Page text:
• • • •

Tombola Stars Game - Maths and Fairness


Sue Dawson

The Tombola Stars game is arguably one of the best daily free games ever at UK bingo sites.  It combines the fun of daubing numbers yourself (something which is missing from most online bingo games) with the lure of a huge prize pot and is understandably very popular with players.  But have you ever wondered about the maths behind it – and what your chances really are of winning the £30,000 prize?

  1. What Is Stars?
  2. How To Play
  3. The Chance Of A Win
  4. Missing A Day
  5. Possible Outcomes
  6. Saturday Night
  7. Sunday Morning
  8. The Big Question
  9. Our View

 

What Is Stars?

Stars is a free daily game which can be played at Tombola Bingo and at Tombola Arcade by anyone who has ever made a deposit there and has signed up to receive SMS notifications.  There is a fixed prize fund of £30,000 cash each week which is split between all winners (typically one or two, sometimes as many as four).  Occasionally no-one wins and in that case, the prize fund is carried over making the following week’s prize £60,000.

 

How To Play Stars

Each player is sent a unique 4 digit activation code via SMS on the Monday (meaning that there could be up to 10,000 players participating; if there were more, 5 digits would be required for them all to have a unique code). They can then launch the game from one of the Tombola websites or mobile apps and enter the code to activate it for the week (the code only has to be entered once to activate the game for both Tombola Bingo and Tombola Arcade).

The game card comes in the form of a scrollable, animated riverside scene with 25 stars bearing 25 of the numbers 1 – 50 and plays like a bingo game but with the winning condition of a lottery.   To win, the player must match all 25 numbers in the course of the week and click on the corresponding stars to collect them.  6 numbers are called every day, so a total of 42 of the 50 numbers are called over the week.  Matching 25 from 42 sounds easy, so why are there relatively few winners given the large number of players at Tombola?

• • • •

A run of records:
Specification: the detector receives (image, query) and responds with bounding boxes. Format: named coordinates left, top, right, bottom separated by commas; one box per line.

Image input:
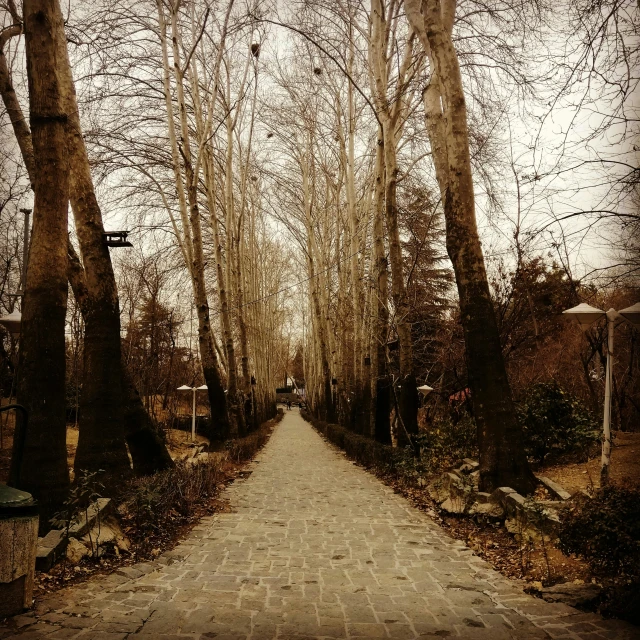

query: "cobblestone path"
left=0, top=411, right=640, bottom=640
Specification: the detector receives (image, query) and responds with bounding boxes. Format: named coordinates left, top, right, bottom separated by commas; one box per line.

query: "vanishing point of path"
left=0, top=411, right=640, bottom=640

• • • •

Work to do:
**a.** Switch "detector" to "locator" throughout the listing and change nothing else. Leave the pictures out of your copy.
**b.** Resume the piece on the Tombola Stars game from the point where it stops.
The page text and the listing were taken from separate sources.

Expected answers:
**a.**
Specification: the locator receives (image, query) and responds with bounding boxes. Format: named coordinates left, top, right, bottom separated by commas; one box per line.

Image input:

query: "cobblestone path"
left=0, top=411, right=640, bottom=640
Specification: the locator receives (image, query) and responds with bounding boxes. Format: named coordinates left, top, right, bottom separated by commas; one box per line.

query: "vanishing point of path"
left=0, top=411, right=640, bottom=640

**b.**
StarsPic

 

The Chance Of A Win

Assuming that the cards are randomly generated and allocated, to work out the chance a particular card has of winning we need to look at all of the possible ways to choose 25 numbers out of 50 and work out what proportion of them can win given a particular set of 42 calls.   There are 8 numbers out of the 50 that are NOT called during the week and a winning card will not contain any of those 8 numbers.  If it contains one or more of those numbers, it loses.

Let’s consider a similar but vastly simplified case – suppose that each card contained 2 of the numbers 1 – 5, and 3 numbers were called altogether.  With such small numbers, it is easy to work out the possibilities by simply listing them all.  They are 1-2, 1-3, 1-4, 1-5, 2-3, 2-4, 2-5, 3-4, 3-5 and 4-5.  The two things to note about this selection process is that repetitions of the same number are not allowed and order is not important – for the purposes of marking off all the numbers 1-4 is the same card as 4-1.  In this type of selection process, the correct mathematical term for the results is combinations.

Now suppose that the three numbers which are called are 1, 3 and 4.  The only cards that could win are the ones that do not contain either 2 or 5 – so 1-3, 1-4 and 3-4 can win and none of the others can (“can” win because the player still has to pay attention to the calls to mark off the numbers). That is 3 cards out of the 10 possibilities, so the chance of getting a potentially winning card is 3/10 or 30%.

In the first part of this calculation, we work out the number of ways to select two items from five (without repetition and with order unimportant) and in the second part we work out the number of ways to select two items from three (again without repetition and with order unimportant).  But how to scale it up?  To do the same calculation for Stars we need the number of combinations of 25 from 50 (all possible cards) and the number of combinations of 25 from 42 (potentially winning cards in any given week) and as you might expect these are very large numbers!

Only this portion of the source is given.